==== TEXTE ====
Le festival des régions d'Europe
Pour répondre aux souhaits du Festival des régions d'Europe ARZ POBL d'une présentation à Pontivy d'éléments vestimentaires dignes de notre Bretagne, nous avions choisi deux pièces emblématiques illustrant le Bro Pondi au milieu du XIXème siècle, à savoir une rescapée des robes rouges pour l'élément féminin et un porpant d'apparat pour l'élément masculin. Ci-contre l'affiche du festival.
La robe rouge de Pluméliau
Pour ce qui est de la robe rouge, nous vous invitons à vous reporter à notre article " Expo robe rouge de Pontivy" , à l'éditorial sur "l'énigmatique robe rouge" dans la chronique de Pontivy ou à l'article paru dans le Télégramme annonçant la conférence donnée par Réjane et Daniel Labbé au Théâtre des Halles. cliquez ici
La mode au masculin
Pour ce qui est du porpant, nous avions choisi de mettre en valeur le porpant d'apparat que nous avions présenté à l'Espace Mitterrand à Guingamp lors de l'exposition « La mode au Masculin - Gilets brodés et chapeaux» cliquez ici
Le porpant de Bieuzy-les-Eaux
Notre idée était de représenter un couple de jeunes et riches paysans de Pluméliau / Bieuzy-les-Eaux dans leurs plus beaux atours du milieu du 19ème siècle. Pour l'homme, nous disposions d'une part de ce porpant d'apparat et de deux morceaux du pantalon brodé en pareil, et d'autre part d'un chapeau de paille et d'une chemise de lin de la même époque.
Dans la chapelle du château des Rohan
Dans le cadre de ce festival, une exposition était prévue dans la chapelle du château des Rohan. Si le porpant et le chapeau étaient en parfait état de conservation, il était indispensable de reconstituer le reste du costume et notre restauratrice a donc reproduit le gilet et la veste à manches en laine blanche avec ses parements de velours noir et ses boutonnières festonnées au fil de laine rouge.
Dans l'ouvrage "Le pays de Pontivy en 1830", Emile GILLES donne de précieuses informations sur le costume porté par les habitants des faubourgs et des environs de Pontivy à cette époque : ".... Il se compose d'un habit de drap commun, couleur brun violet, dont la taille est longue et le collet très étroit; ses basques, très amples, recouvrent les cuisses et se réunissent par derrière en formant des plis nombreux; le devant est orné, au coté droit, d'un rang de nombreux boutons rouges, et de l'autre, de boutonnières en nombre égal, brodées en laine rouge et jaune, broderie qui se reproduit sur les festonnés et les larges parements ouverts des manches, des chiffres en broderie indiquent la date de la confection..."
==== DOCUMENTS SOURCES ====
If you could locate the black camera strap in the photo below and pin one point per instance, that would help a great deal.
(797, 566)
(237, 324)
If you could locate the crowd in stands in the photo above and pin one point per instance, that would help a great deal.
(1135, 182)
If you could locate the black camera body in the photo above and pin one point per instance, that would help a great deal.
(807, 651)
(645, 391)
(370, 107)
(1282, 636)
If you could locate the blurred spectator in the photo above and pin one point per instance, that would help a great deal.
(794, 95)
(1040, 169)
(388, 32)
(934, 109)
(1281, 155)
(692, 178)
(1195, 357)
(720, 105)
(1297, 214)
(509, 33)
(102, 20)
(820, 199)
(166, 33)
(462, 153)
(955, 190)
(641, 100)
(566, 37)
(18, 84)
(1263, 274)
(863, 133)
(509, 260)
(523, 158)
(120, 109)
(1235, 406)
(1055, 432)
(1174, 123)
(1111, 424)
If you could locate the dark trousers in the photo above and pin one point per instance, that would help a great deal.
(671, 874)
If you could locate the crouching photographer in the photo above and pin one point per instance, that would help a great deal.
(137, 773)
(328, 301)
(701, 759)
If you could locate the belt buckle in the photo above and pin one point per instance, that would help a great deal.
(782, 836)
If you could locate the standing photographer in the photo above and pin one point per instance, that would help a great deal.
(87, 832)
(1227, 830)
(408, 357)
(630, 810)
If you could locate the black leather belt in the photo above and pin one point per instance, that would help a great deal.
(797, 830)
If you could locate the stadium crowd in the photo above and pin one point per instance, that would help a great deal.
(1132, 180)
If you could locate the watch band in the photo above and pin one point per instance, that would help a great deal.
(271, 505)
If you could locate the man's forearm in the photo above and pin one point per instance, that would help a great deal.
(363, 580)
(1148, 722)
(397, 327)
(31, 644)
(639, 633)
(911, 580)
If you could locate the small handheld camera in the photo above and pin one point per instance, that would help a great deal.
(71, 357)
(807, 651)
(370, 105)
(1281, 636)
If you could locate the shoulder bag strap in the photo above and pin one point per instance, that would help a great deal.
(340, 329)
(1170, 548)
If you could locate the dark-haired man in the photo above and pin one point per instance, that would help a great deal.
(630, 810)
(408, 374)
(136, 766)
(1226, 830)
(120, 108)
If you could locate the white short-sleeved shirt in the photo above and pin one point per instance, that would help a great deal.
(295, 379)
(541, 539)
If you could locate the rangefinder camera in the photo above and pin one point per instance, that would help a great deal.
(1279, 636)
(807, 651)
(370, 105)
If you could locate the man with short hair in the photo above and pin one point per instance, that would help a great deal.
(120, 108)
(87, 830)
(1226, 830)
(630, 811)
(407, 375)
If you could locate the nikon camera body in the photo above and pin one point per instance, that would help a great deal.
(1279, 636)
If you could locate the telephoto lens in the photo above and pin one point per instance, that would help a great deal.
====
- [CONSIGNES]
a) Recopiez toutes les lignes de la partie des enregistrements qui s'ouvre sur la ligne contenant « If you could locate the small » et se termine à la fin des enregistrements, y compris les lignes sans coordonnées. Multipliez chaque coordonnée des réponses par 1,35 et arrondissez à l'entier le plus proche, les demies vers le haut.
b) Poursuivez le texte sur le costume du pays de Pontivy présenté au festival des régions d'Europe, à partir de sa dernière phrase.
Le texte et les enregistrements forment deux ensembles distincts.

- [RÉSULTATS]
a)
If you could locate the small handheld camera in the photo above and pin one point per instance, that would help a great deal.
(96, 482)
(1089, 879)
(500, 142)
(1729, 859)
If you could locate the shoulder bag strap in the photo above and pin one point per instance, that would help a great deal.
(459, 444)
(1580, 740)
If you could locate the dark-haired man in the photo above and pin one point per instance, that would help a great deal.
(851, 1094)
(551, 505)
(184, 1034)
(1655, 1121)
(162, 146)
If you could locate the white short-sleeved shirt in the photo above and pin one point per instance, that would help a great deal.
(398, 512)
(730, 728)
If you could locate the rangefinder camera in the photo above and pin one point per instance, that would help a great deal.
(1727, 859)
(1089, 879)
(500, 142)
If you could locate the man with short hair in the photo above and pin one point per instance, that would help a great deal.
(162, 146)
(117, 1121)
(1655, 1121)
(851, 1095)
(549, 506)
If you could locate the nikon camera body in the photo above and pin one point per instance, that would help a great deal.
(1727, 859)
If you could locate the telephoto lens in the photo above and pin one point per instance, that would help a great deal.

b)
Le large pantalon à pont
De notre pantalon à pont , il ne restait que deux morceaux richement brodés et notre restauratrice les a donc appliqués sur la partie inférieure d'un pantalon qu'elle a reconstitué dans un drap de laine d'une teinte volontairement légèrement différente.
Un autre paragraphe du livre d' Emile GILLES nous donne une parfaite description du pantalon porté vers 1830 et ayant remplacé le bragoù bras:" .... Les jeunes gens ont adopté l'usage du pantalon large en drap de la couleur de l'habit. Les coutures latérales et la partie inférieure sont ornées, chez les élégants, de broderies en laine de couleurs tranchantes....".
Une histoire de mots
Nous devions en outre donner quelques renseignements aux visiteurs sur les porpants et raconter l'histoire de notre porpant d'apparat.
L’histoire du costume masculin est d’abord une histoire de mots. Des mots pour désigner telle ou telle pièce du costume breton, des mots empruntés le plus souvent au vocabulaire français, des mots à la signification fluctuante, des mots déformés phonétiquement, des mots créés de toute pièce ou encore des mots oubliés.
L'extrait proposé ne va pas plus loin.